Stated problem:
Copy out the listing below, replacing "noun phrase" with "descriptive term" and leaving everything else unchanged. Omit the pictures.

++++

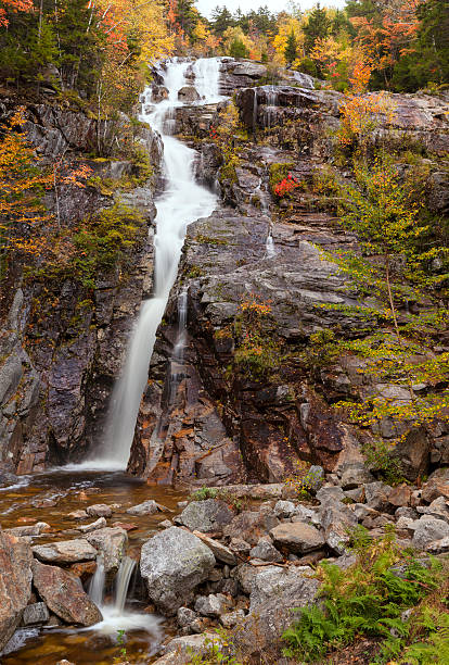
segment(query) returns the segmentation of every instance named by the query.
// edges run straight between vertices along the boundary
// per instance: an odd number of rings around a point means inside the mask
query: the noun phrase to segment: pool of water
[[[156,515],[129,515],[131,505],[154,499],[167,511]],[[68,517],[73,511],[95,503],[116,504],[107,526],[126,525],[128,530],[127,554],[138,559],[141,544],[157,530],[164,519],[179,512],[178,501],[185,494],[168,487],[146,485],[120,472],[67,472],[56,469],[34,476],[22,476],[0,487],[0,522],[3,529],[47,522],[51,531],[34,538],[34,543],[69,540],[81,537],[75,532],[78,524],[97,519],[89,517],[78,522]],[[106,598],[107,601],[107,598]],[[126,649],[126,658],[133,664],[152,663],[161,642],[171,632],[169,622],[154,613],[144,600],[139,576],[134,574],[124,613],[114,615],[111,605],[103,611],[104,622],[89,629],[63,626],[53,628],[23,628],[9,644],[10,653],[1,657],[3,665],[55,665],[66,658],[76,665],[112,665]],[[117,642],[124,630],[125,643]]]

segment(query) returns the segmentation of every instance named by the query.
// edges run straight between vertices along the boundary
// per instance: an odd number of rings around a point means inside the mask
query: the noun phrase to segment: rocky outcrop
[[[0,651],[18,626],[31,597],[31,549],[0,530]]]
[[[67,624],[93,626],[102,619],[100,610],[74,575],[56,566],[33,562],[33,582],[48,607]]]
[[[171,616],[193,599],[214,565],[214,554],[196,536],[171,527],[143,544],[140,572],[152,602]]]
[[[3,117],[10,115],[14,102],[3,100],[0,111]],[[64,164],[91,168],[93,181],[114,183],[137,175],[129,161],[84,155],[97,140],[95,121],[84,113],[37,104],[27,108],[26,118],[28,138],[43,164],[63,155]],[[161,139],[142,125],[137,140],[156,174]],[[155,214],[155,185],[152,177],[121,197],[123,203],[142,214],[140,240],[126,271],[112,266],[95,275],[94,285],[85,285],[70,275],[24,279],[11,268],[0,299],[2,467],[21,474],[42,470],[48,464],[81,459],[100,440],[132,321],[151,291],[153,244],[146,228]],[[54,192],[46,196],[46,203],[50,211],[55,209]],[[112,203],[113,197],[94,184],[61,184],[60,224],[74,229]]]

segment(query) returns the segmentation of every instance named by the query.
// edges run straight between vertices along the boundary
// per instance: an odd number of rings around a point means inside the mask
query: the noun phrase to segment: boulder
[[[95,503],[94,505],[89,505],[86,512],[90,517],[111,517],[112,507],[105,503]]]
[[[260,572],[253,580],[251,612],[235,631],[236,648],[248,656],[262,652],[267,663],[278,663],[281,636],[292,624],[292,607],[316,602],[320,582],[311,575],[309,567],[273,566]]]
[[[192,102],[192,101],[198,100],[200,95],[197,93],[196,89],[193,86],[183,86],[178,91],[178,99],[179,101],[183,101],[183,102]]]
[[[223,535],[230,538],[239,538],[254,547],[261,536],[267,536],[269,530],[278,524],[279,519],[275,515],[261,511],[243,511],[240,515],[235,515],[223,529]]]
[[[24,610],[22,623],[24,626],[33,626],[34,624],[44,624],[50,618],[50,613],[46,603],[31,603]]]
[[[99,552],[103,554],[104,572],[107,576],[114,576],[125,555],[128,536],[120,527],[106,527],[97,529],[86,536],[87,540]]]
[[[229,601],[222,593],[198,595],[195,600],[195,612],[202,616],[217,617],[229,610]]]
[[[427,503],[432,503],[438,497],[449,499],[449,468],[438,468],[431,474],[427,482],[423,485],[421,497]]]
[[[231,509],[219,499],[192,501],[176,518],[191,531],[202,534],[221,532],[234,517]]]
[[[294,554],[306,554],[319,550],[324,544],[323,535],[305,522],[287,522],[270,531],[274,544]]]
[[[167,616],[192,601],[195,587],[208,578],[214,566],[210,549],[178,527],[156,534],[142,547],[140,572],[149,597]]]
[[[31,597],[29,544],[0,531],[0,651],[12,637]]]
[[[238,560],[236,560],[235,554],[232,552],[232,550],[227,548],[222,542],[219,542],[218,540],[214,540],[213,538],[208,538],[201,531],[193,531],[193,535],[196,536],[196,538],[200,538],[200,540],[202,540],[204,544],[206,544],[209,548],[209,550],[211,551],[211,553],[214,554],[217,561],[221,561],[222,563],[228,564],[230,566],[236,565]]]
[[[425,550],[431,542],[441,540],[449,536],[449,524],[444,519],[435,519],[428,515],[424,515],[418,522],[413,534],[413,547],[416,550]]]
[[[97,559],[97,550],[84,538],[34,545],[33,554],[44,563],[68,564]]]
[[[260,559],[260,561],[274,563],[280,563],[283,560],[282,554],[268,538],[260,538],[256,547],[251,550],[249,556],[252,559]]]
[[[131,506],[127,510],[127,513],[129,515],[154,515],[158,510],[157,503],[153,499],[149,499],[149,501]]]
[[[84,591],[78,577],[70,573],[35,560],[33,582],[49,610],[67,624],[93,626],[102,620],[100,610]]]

++++

Final answer:
segment(query) returns the segmentation of every instance named by the query.
// edges run straight between vertices along the boundary
// per instance: an odd number of rings around a point means inside the mask
query: the descriptive term to segment: pool of water
[[[156,515],[129,515],[131,505],[154,499],[167,511]],[[68,517],[73,511],[95,503],[116,504],[107,526],[126,525],[128,530],[127,554],[138,559],[141,544],[157,530],[164,519],[179,512],[178,501],[185,494],[168,487],[146,485],[120,472],[67,472],[56,469],[34,476],[22,476],[0,487],[0,522],[3,529],[47,522],[51,531],[34,538],[34,543],[69,540],[81,537],[75,532],[78,524],[97,519],[89,517],[78,522]],[[106,598],[107,601],[107,598]],[[126,649],[126,658],[133,664],[152,663],[161,642],[171,632],[169,622],[154,613],[144,600],[139,576],[134,574],[124,613],[114,615],[111,605],[103,611],[104,622],[89,629],[63,626],[53,628],[23,628],[9,644],[10,653],[1,657],[3,665],[55,665],[66,658],[76,665],[112,665]],[[117,642],[124,630],[125,643]]]

segment(query) returns the segmentation of every instance named by the query.
// edges run straight between vertices along the boundary
// per instance: an odd number of rings around a point means inside the mask
query: the descriptive term to segment: rocky outcrop
[[[0,651],[18,626],[31,597],[31,549],[0,530]]]
[[[67,624],[93,626],[102,619],[100,610],[74,575],[56,566],[33,562],[33,582],[48,607]]]
[[[171,616],[193,599],[214,565],[214,554],[196,536],[171,527],[143,544],[140,572],[152,602]]]
[[[3,117],[10,115],[14,102],[3,100],[0,111]],[[64,164],[91,168],[93,181],[114,183],[137,175],[129,161],[84,155],[97,140],[95,121],[84,113],[37,104],[27,108],[26,118],[28,138],[43,164],[63,155]],[[161,139],[142,125],[137,140],[156,174]],[[155,214],[155,185],[152,177],[121,197],[123,203],[142,214],[140,240],[126,271],[112,266],[95,275],[94,285],[85,285],[70,275],[24,279],[11,268],[0,299],[2,467],[21,474],[42,470],[48,464],[81,459],[100,440],[132,321],[151,291],[153,244],[146,228]],[[54,192],[46,196],[46,203],[50,211],[55,209]],[[112,203],[113,197],[94,184],[61,184],[60,224],[74,229]]]

segment(query) returns the segmentation of every instance named by the query.
// edges run straight between vertices along the boundary
// per instance: an odd number of rings around a point means inside the mask
query: the descriptive term to segment: boulder
[[[95,503],[94,505],[89,505],[86,512],[90,517],[111,517],[112,507],[105,503]]]
[[[260,572],[253,580],[251,612],[235,631],[236,648],[248,656],[262,652],[267,663],[278,663],[281,636],[292,624],[292,607],[316,602],[320,582],[311,575],[309,567],[273,566]]]
[[[192,102],[192,101],[198,100],[200,95],[197,93],[196,89],[193,86],[183,86],[178,91],[178,99],[179,101],[183,101],[183,102]]]
[[[223,535],[230,538],[239,538],[254,547],[261,536],[267,536],[269,530],[278,524],[279,519],[275,515],[261,511],[243,511],[240,515],[235,515],[223,529]]]
[[[24,610],[22,623],[24,626],[33,626],[34,624],[44,624],[50,618],[50,613],[46,603],[31,603]]]
[[[99,552],[103,554],[104,572],[107,576],[114,576],[125,555],[128,536],[120,527],[106,527],[97,529],[86,536],[87,540]]]
[[[229,601],[222,593],[198,595],[195,600],[195,612],[202,616],[217,617],[229,610]]]
[[[427,503],[432,503],[438,497],[449,499],[449,468],[438,468],[431,474],[427,482],[423,485],[421,497]]]
[[[231,509],[219,499],[192,501],[176,518],[191,531],[202,534],[221,532],[234,517]]]
[[[294,554],[306,554],[319,550],[324,544],[323,535],[305,522],[287,522],[270,531],[274,544]]]
[[[167,616],[192,601],[195,587],[208,578],[214,566],[210,549],[178,527],[156,534],[142,547],[140,572],[149,597]]]
[[[31,597],[29,544],[0,531],[0,651],[12,637]]]
[[[238,560],[236,560],[235,554],[232,552],[232,550],[227,548],[222,542],[219,542],[218,540],[214,540],[213,538],[208,538],[201,531],[193,531],[193,535],[196,536],[196,538],[200,538],[200,540],[202,540],[204,544],[206,544],[209,548],[209,550],[211,551],[211,553],[214,554],[217,561],[221,561],[222,563],[228,564],[230,566],[236,565]]]
[[[425,550],[431,542],[441,540],[449,536],[449,524],[444,519],[435,519],[428,515],[424,515],[418,522],[413,534],[413,547],[416,550]]]
[[[97,559],[97,550],[84,538],[34,545],[33,554],[44,563],[68,564]]]
[[[260,559],[260,561],[274,563],[280,563],[283,560],[282,554],[268,538],[260,538],[256,547],[251,550],[249,556],[252,559]]]
[[[131,506],[127,510],[127,513],[129,515],[154,515],[158,510],[157,503],[153,499],[149,499],[149,501]]]
[[[84,591],[78,577],[70,573],[35,560],[33,582],[49,610],[67,624],[93,626],[102,620],[100,610]]]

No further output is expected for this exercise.